Chapbook Review: An Overture in the Key of F

ZINES_OvertureKeyOfFAn Overture in the Key of F
Chapbook, Carrie Olivia Adams, above/ground press, abovegroundpress.blogspot.com, $4

It’s amusing how blind we can be to the obvious. I was nearly all the way through this Carrie Olivia Adams collection (it’s best described as a lyric essay in parts) before I realized the significance of its title: every paragraph contains a word — often several — that starts with the letter F, and there isn’t a great deal of duplication.

- Task description
Reproduce the passage of the chapbook review from "ZINES_OvertureKeyOfFAn Overture in" to "deal of duplication.", word for word.

- Stored rows
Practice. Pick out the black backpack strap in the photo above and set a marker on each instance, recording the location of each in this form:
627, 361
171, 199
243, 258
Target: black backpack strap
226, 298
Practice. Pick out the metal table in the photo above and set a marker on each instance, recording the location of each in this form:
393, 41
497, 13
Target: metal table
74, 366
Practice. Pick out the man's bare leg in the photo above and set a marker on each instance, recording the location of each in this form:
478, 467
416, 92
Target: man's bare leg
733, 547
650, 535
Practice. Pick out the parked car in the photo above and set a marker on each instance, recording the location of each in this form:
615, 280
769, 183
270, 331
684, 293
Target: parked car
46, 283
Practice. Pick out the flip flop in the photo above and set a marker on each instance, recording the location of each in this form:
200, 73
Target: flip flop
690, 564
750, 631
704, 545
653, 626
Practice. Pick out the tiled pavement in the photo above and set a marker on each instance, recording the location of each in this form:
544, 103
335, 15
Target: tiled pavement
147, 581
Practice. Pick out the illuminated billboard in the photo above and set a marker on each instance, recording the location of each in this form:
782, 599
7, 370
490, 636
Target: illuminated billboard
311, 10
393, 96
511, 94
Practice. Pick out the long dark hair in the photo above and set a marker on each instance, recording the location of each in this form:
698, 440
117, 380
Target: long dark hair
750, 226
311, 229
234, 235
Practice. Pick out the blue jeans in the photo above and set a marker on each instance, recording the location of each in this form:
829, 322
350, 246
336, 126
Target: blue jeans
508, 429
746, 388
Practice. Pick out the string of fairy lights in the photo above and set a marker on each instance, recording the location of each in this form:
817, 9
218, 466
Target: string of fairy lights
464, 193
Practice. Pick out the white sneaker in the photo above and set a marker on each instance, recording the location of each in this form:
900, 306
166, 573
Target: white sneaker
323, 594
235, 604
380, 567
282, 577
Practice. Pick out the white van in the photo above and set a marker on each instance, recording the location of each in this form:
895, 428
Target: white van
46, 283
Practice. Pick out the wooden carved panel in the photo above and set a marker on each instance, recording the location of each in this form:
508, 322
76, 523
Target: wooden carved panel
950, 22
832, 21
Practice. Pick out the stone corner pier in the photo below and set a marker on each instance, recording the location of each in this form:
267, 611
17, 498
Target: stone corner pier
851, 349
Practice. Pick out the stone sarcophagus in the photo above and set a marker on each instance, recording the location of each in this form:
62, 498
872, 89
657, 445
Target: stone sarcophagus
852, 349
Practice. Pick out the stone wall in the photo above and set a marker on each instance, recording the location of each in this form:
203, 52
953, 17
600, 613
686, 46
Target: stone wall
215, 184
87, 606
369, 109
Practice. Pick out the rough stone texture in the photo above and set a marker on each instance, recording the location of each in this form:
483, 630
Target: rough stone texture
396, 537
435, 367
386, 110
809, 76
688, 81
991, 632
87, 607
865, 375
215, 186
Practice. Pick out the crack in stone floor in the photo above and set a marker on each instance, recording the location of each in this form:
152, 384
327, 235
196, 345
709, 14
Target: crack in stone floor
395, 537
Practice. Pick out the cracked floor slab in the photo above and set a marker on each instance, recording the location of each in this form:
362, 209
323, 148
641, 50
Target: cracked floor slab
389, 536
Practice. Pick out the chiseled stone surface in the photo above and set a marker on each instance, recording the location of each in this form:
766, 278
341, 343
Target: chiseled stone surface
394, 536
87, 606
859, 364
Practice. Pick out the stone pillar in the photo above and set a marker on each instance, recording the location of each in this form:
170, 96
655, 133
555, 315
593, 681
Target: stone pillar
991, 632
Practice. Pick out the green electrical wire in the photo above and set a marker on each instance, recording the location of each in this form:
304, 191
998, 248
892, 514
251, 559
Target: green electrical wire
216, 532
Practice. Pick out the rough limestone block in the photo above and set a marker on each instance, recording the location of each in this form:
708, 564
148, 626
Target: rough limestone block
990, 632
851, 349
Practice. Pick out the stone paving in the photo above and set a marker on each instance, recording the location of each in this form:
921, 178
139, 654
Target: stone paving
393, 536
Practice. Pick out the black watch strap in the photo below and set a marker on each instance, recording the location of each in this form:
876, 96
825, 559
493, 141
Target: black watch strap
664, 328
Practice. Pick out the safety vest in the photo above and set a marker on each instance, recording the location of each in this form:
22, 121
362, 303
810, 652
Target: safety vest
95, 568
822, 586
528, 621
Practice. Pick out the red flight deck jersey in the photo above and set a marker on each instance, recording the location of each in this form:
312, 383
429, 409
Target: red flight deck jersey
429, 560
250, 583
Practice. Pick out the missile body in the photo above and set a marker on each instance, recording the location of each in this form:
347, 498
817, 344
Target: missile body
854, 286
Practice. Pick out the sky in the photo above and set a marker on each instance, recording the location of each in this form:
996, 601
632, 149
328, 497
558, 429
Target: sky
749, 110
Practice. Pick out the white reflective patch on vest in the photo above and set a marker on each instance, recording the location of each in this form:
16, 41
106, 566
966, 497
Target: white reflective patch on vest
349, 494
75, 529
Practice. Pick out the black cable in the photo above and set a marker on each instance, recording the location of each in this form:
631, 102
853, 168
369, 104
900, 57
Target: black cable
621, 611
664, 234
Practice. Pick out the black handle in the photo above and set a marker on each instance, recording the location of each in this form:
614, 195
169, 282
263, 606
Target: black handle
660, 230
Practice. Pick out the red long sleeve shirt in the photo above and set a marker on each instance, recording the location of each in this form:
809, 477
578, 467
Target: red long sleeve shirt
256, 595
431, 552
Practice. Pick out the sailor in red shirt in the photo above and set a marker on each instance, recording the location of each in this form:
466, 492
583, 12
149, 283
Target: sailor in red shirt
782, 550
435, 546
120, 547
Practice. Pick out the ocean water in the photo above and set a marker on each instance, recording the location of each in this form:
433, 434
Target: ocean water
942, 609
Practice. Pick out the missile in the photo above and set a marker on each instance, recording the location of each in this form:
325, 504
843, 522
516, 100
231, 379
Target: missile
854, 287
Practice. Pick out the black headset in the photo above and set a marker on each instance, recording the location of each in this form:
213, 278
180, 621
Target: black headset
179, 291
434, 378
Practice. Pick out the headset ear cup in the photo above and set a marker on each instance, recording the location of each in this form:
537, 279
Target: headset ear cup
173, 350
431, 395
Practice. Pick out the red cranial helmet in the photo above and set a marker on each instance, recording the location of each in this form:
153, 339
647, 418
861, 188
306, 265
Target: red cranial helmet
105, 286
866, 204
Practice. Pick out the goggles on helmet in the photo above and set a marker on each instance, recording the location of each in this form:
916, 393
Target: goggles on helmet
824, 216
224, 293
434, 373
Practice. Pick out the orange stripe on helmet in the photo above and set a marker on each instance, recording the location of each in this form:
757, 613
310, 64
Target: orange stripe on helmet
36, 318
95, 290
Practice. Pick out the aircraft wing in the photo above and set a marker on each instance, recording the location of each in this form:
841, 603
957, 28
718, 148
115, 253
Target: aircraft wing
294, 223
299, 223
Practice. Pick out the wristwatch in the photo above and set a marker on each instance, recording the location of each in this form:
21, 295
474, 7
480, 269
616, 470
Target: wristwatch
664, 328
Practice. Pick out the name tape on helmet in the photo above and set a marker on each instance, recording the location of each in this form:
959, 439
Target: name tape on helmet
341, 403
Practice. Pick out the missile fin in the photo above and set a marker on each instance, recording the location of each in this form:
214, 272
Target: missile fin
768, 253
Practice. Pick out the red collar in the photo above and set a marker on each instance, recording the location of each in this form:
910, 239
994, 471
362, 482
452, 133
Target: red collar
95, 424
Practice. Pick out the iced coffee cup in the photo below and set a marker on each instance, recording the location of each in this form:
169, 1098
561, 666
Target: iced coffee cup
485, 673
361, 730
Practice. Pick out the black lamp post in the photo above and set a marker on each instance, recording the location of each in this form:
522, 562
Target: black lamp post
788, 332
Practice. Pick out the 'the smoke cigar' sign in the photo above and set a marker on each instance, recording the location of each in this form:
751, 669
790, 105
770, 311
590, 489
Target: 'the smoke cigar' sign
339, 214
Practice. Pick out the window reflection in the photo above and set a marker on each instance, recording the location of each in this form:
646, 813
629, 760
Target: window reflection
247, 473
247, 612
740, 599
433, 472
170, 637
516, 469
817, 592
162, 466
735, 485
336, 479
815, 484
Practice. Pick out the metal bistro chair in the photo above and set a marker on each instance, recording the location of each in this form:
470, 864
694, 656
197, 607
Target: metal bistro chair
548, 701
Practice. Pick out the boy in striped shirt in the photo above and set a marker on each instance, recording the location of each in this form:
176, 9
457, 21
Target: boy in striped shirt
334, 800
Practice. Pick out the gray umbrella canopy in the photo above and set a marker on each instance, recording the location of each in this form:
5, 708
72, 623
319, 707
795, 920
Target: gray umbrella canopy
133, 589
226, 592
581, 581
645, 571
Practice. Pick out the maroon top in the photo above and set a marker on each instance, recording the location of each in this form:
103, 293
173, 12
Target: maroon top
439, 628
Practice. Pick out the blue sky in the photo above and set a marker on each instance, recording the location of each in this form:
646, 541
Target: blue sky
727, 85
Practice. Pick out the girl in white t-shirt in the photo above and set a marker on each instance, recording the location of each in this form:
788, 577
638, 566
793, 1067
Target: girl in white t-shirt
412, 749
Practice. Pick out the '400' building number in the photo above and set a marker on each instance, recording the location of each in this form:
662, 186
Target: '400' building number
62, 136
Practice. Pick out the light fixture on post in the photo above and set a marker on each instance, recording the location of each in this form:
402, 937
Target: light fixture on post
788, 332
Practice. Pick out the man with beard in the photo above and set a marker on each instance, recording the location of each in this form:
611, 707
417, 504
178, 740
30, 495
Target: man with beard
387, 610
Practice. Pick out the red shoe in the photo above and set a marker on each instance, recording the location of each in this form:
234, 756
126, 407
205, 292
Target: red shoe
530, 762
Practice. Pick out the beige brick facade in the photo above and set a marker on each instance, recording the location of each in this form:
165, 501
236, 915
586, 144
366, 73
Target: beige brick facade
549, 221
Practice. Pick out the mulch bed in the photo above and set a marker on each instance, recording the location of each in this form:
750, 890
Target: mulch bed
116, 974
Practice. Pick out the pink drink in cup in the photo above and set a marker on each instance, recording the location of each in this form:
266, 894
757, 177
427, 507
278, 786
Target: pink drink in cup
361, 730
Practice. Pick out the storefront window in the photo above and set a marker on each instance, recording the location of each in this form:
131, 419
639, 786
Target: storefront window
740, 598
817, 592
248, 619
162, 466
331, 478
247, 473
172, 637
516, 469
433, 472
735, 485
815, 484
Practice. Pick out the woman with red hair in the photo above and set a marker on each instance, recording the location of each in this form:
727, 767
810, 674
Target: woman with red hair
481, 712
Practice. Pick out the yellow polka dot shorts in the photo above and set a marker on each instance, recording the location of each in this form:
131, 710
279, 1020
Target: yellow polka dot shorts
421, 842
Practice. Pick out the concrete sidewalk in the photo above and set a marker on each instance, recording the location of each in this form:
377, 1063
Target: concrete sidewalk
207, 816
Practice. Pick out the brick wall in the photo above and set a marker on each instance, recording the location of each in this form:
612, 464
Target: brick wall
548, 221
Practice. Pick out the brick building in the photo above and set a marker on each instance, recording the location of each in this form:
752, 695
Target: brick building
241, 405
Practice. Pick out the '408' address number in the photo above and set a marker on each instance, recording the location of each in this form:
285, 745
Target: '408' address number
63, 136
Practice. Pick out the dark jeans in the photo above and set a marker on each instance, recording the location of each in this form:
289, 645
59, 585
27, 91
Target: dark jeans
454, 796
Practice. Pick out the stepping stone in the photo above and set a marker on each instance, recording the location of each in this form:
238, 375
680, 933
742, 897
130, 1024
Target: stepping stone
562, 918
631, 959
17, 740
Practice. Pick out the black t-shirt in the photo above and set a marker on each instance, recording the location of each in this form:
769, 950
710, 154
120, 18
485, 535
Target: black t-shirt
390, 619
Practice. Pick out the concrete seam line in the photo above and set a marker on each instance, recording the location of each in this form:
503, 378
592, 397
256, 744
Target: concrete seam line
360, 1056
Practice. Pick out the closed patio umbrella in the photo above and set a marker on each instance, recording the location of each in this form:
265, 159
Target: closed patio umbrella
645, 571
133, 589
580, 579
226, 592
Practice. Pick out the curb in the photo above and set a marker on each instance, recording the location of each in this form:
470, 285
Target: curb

- Reply
ZINES_OvertureKeyOfFAn Overture in the Key of F
Chapbook, Carrie Olivia Adams, above/ground press, abovegroundpress.blogspot.com, $4

It’s amusing how blind we can be to the obvious. I was nearly all the way through this Carrie Olivia Adams collection (it’s best described as a lyric essay in parts) before I realized the significance of its title: every paragraph contains a word — often several — that starts with the letter F, and there isn’t a great deal of duplication.